Start of SOURCE MATERIAL

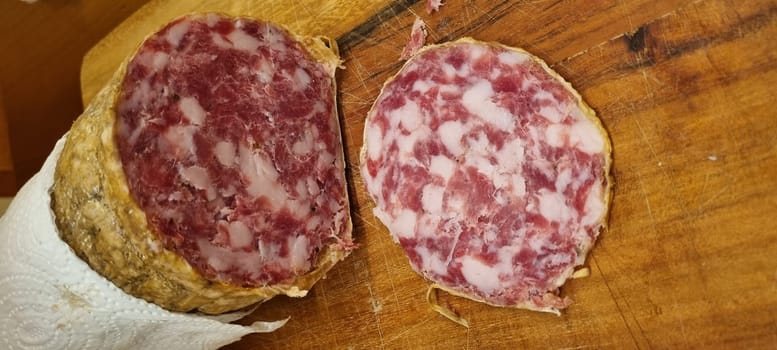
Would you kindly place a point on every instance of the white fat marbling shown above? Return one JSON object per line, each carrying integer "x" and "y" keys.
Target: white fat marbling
{"x": 477, "y": 100}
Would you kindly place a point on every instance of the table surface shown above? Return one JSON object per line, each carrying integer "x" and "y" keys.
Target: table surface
{"x": 686, "y": 91}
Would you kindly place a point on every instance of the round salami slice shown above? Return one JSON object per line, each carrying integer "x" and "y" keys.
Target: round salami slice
{"x": 489, "y": 170}
{"x": 209, "y": 174}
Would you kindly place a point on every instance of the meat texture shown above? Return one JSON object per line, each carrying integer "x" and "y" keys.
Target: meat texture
{"x": 209, "y": 174}
{"x": 489, "y": 170}
{"x": 417, "y": 39}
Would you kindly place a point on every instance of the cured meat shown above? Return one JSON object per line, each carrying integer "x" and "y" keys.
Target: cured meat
{"x": 489, "y": 170}
{"x": 417, "y": 39}
{"x": 209, "y": 174}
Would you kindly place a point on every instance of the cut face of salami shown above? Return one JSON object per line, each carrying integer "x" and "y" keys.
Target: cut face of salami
{"x": 227, "y": 137}
{"x": 489, "y": 171}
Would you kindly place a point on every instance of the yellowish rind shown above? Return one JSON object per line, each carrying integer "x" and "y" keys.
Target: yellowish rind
{"x": 607, "y": 193}
{"x": 98, "y": 218}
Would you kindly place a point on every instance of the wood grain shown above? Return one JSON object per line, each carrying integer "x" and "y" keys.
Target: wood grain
{"x": 42, "y": 46}
{"x": 686, "y": 91}
{"x": 330, "y": 18}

End of SOURCE MATERIAL

YOUR ASSIGNMENT: Line by line, write out the entries exactly, and leave the pictures out.

RESULT OF THIS TASK:
Would you kindly place a point on every instance of the white fat marbling shown above? Return one JSON object per line, each carrying integer "x" and "y" keys.
Target: white fat marbling
{"x": 477, "y": 100}
Would you kindly place a point on every instance of the table surface shown above? Return one JSON object per line, each carrying integer "x" and "y" keys.
Target: table surface
{"x": 686, "y": 91}
Would you kindly place a point on every instance of the round salami slice shown above? Return one JSON object per line, each carrying integer "x" and "y" keys.
Target: round salami slice
{"x": 489, "y": 170}
{"x": 209, "y": 174}
Would you kindly place a point on every instance of the meat texture shown above? Return one JSON object per line, each carrying integer "x" and "y" keys.
Target: meat texture
{"x": 209, "y": 174}
{"x": 489, "y": 170}
{"x": 417, "y": 39}
Would you kindly place a point on every instance of the cured meat shown above? Return one JSON object per line, each carrying integer "x" and "y" keys.
Target: cured meat
{"x": 489, "y": 170}
{"x": 417, "y": 39}
{"x": 209, "y": 174}
Would you kindly place a point on every instance of the cut face of salami shown above? Return one JSON object per line, each carrying integer "x" and "y" keys.
Target: cut face of salami
{"x": 227, "y": 137}
{"x": 489, "y": 171}
Would you kindly place a point on every instance of the yellowish rind shown above? Return one JSON object per line, each carrying integer "x" and "y" keys.
Target: yellowish rind
{"x": 607, "y": 193}
{"x": 98, "y": 218}
Would you kindly place a point on every instance of the wood grain shown above? Return one JSON object per line, each carrying integer "x" and "y" keys.
Target: wood grain
{"x": 42, "y": 46}
{"x": 686, "y": 91}
{"x": 330, "y": 18}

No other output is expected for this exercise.